» **Instructions to follow**
Reproduce word for word the part of the rows that opens with the first line and closes with the line containing "959L475 910L345 949L343", including both of those lines.

» **The input**
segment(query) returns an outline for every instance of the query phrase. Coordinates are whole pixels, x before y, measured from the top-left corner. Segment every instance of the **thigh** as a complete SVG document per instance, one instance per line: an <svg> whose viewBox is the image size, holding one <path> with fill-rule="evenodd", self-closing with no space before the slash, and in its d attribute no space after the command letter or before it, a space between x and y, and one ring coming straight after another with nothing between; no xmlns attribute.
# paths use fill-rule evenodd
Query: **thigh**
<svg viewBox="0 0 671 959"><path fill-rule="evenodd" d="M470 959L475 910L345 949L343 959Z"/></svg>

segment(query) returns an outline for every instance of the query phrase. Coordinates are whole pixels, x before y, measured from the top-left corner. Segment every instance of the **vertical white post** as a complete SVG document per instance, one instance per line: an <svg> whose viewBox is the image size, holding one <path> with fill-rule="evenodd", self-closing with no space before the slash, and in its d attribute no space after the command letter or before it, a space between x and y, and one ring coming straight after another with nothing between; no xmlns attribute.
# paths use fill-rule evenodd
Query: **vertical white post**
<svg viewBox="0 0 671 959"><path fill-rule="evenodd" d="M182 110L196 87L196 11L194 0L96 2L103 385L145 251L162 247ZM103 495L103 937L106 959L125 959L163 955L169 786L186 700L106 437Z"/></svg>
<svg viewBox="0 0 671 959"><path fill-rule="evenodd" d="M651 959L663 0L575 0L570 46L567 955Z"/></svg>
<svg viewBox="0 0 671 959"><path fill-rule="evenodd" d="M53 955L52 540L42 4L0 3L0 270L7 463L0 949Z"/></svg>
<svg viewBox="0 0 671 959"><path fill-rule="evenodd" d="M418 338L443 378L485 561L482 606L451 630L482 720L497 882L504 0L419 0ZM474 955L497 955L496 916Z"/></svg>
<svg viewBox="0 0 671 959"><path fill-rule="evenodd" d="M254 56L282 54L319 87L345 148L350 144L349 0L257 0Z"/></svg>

» **Exercise result**
segment(query) returns an outline for every instance of the query phrase. Coordinates are whole pixels, x before y, measured from the top-left corner. Segment every instance of the **thigh** as a complete SVG document per instance, one instance per line: an <svg> whose viewBox is the image size, holding one <path> with fill-rule="evenodd", self-closing with no space before the slash, and in its d attribute no space after the command letter or before it, a space between x and y, and one ring coming straight after another with nothing between; no xmlns attribute.
# paths use fill-rule evenodd
Query: **thigh**
<svg viewBox="0 0 671 959"><path fill-rule="evenodd" d="M470 959L475 910L345 949L343 959Z"/></svg>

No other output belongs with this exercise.